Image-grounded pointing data

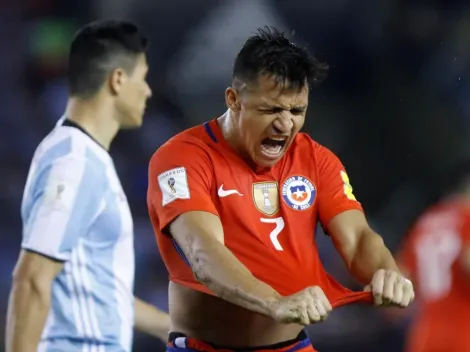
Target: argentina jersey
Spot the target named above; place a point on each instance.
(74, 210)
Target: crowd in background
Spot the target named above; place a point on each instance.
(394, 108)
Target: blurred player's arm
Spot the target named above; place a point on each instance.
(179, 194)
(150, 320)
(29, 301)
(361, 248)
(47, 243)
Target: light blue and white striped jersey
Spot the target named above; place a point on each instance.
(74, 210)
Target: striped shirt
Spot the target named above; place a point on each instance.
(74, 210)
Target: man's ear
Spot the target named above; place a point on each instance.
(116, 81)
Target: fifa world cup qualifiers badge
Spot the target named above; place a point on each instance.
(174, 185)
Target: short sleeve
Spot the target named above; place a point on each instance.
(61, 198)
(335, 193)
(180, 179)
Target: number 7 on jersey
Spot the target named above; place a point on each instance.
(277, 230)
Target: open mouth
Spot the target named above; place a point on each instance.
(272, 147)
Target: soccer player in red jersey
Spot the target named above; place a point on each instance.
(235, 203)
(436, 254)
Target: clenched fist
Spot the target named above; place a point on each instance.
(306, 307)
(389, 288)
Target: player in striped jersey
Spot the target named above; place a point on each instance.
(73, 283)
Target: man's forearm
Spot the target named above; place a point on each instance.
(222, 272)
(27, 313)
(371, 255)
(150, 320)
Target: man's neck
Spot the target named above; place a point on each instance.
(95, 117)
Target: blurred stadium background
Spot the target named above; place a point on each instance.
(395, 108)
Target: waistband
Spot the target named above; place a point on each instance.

- YOUR OBJECTIVE
Exactly reproduce the entries above, minus the pictures.

- EXERCISE RESULT
Target: argentina jersey
Spot the target named above; place a point on each instance.
(74, 210)
Target: crowd in background
Spot the target named above; place a point on each instance.
(394, 108)
Target: blurred player's arm
Spot the target named above; place a point on each instance.
(179, 194)
(150, 320)
(29, 301)
(361, 248)
(47, 243)
Target: light blue and white striped jersey
Spot the target named above; place a point on each instance.
(74, 210)
Target: striped shirt
Spot the target named above; place a point on each instance.
(74, 210)
Target: man's ear
Spot the target named above; place a point on each instance.
(116, 81)
Target: fifa world cup qualifiers badge
Spot the target named above; place a point on each instance.
(174, 185)
Target: short sleeve
Spot the target named above; place a point on each instance.
(61, 198)
(335, 193)
(180, 179)
Target: number 7 on jersey
Spot the target named above; place a point on each instance.
(277, 230)
Target: open mouth
Spot the target named above; place a point on each instance.
(272, 147)
Target: soccer player in red jersey
Spot the target named above; place a point on each instance.
(235, 203)
(436, 254)
Target: clenched fist
Spot the target named above; place a point on each instance.
(306, 307)
(389, 288)
Target: player in striped jersey
Spot the target named above; place a point on each instance.
(73, 283)
Target: man's forearm
Spot the target named above; place a point on each instance.
(222, 272)
(27, 313)
(371, 255)
(150, 320)
Target: man's neck
Spot the target named above; place a point on each instance.
(95, 117)
Target: blurred stadium background
Spot the target named above; place a point on each instance.
(395, 108)
Target: waistband
Spot the target named above; place a point on each instance.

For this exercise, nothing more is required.